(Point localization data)
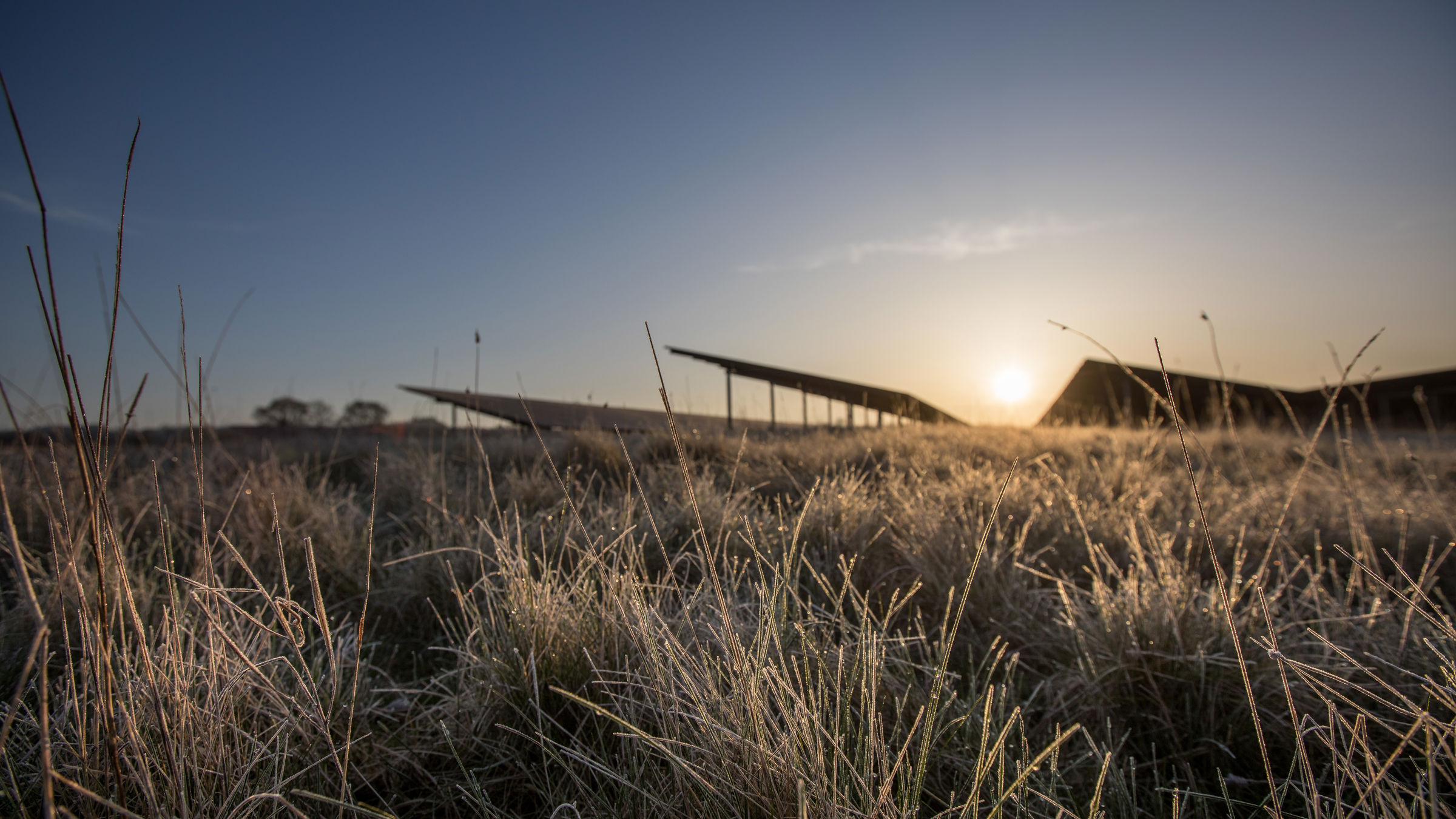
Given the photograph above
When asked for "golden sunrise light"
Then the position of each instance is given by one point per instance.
(1011, 385)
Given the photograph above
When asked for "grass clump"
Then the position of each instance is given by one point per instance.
(880, 622)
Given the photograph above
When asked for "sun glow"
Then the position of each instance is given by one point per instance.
(1011, 385)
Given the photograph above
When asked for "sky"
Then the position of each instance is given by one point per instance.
(900, 194)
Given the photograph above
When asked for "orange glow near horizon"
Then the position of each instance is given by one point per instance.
(1011, 385)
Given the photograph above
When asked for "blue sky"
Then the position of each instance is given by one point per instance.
(900, 194)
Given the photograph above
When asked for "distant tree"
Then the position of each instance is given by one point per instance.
(363, 414)
(289, 411)
(286, 411)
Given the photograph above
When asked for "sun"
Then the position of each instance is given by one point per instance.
(1011, 385)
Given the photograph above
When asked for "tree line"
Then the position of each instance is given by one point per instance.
(289, 411)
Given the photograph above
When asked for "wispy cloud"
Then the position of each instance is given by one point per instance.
(945, 241)
(59, 213)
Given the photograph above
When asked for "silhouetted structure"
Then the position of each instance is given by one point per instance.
(1103, 394)
(567, 416)
(877, 398)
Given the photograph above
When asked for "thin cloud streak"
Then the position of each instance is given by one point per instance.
(947, 241)
(59, 213)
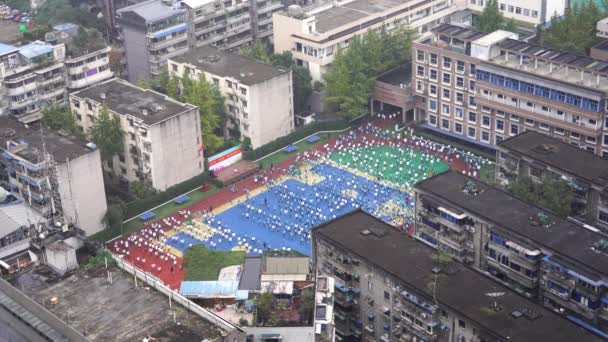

__EXERCISE DIRECTIONS__
Find all lines holding the word "tree" in the records above and copy them.

__TASK RESULT__
When asked for "distant tree"
When asked for "tree line"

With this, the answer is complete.